#### SOURCE EXTRACT:
---+---

On Wednesday, October 26th, LGBT Tech hosted its first in-person panel discussion and networking cocktail hour, LGBTQ+ Voices in STEAM: A Live PATHS Event. The event welcomed students from several DC area schools, as well as industry professionals to the AT&T Forum for Technology, Entertainment & Policy in Washington, DC. PATHS is a program from LGBT Tech dedicated to building space for LGBTQ+ professionals in STEAM.


LGBT Tech’s Kristen Kelley led the panel of four professionals from across the country in a conversation analyzing the importance of creating space for the LGBTQ+ voices across STEAM fields. Each panelist had previously been featured on LGBT Tech’s PATHS web series. The panel touched on multiple topics, including the inclusion of Arts in STEAM.


“I’ve been talking to people about the Queer superpower when it comes to creativity,” panelist Ginger Chien said. Chien is a Mobile Device Architect and has been with her company for 26 years, “The LGBTQIA+ lived experience is one in which, I think, all of us have spent a lot of time trying to see the boxes in which we can safely exist within, while at the same time, recognizing that we so desperately want to break those boxes. Art, STEAM, is more of a bigger creative endeavor.”


Bryan Mobley, who is a Project Manager at fusionSpan, touched on the unique challenges he’s experienced in his field, “When I first started in the industry, being gay was almost always a joke.” Mobley has worked in the advertising and marketing industry for over ten years. He continued to explain the benefit of breaking through pre-disposed notions of sexual identity, “I’m glad that we have gotten to a space where even those are tropes or stereotypes... Those are not who that person Is.”



While they discussed the challenges, the panelists also addressed the rewarding aspects of their various careers. Dawn Wages, who is a web, data, and Ethical OSS engineer who works in the Django and Python community, celebrates her identity through self-expression at work, “I like to tweak who I am on the outside to reflect the Queer community that we have, adorned and decorated in every way. In that, it’s also part of everything I do.”


“I’m going to say in theoretical math, we’re always asking ‘why and why not?’ We’re challenging traditionally held beliefs and structures,” Dr. Kimberly Ayers, an Assistant Professor of Mathematics at CSU San Marcos, added. “This is something the Queer community has been doing a long time, as well: pushing boundaries, asking ‘why not?’ What happens when we step outside traditional and socially acceptable roles?”


As the conversation shifted to what companies can do to build equity and inclusion for prospective job candidates, Mobley spoke about corporations recognizing events like Pride and Black History, “I don’t want to be talked about or be recognized in [just] a month.”

---+---

#### SOURCE EXCERPT:
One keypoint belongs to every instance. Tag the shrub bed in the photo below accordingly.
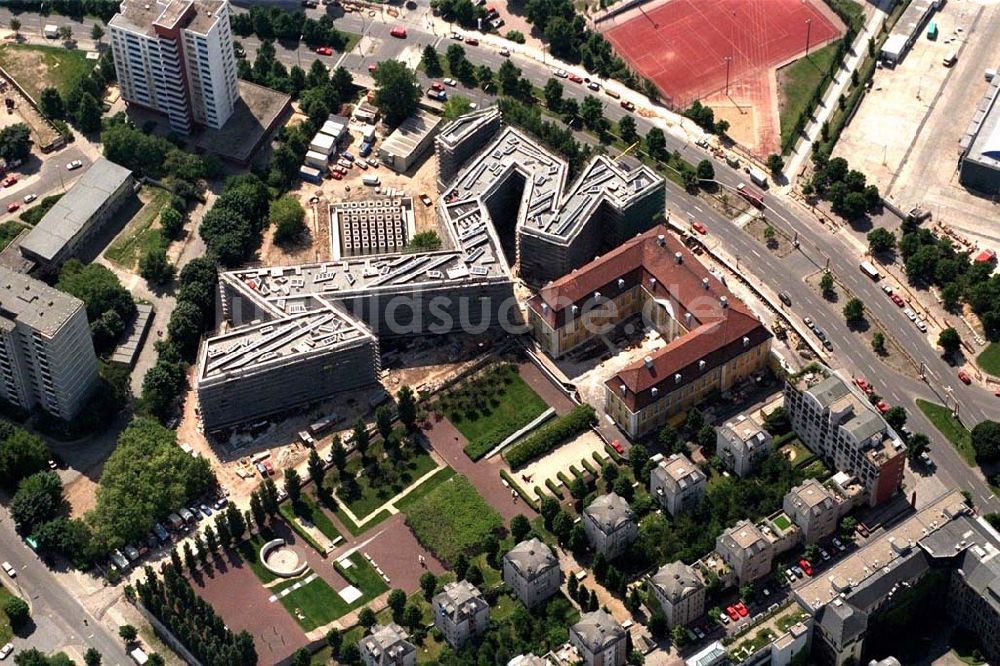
(551, 435)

---+---

#### PROBLEM TO WORK ON:
Duplicate word for word the stretch of the STEAM panel recap that opens with the words containing "On Wednesday, October" and closes with "Arts in STEAM.".

#### RESPONSE TO THIS TASK:
On Wednesday, October 26th, LGBT Tech hosted its first in-person panel discussion and networking cocktail hour, LGBTQ+ Voices in STEAM: A Live PATHS Event. The event welcomed students from several DC area schools, as well as industry professionals to the AT&T Forum for Technology, Entertainment & Policy in Washington, DC. PATHS is a program from LGBT Tech dedicated to building space for LGBTQ+ professionals in STEAM.


LGBT Tech’s Kristen Kelley led the panel of four professionals from across the country in a conversation analyzing the importance of creating space for the LGBTQ+ voices across STEAM fields. Each panelist had previously been featured on LGBT Tech’s PATHS web series. The panel touched on multiple topics, including the inclusion of Arts in STEAM.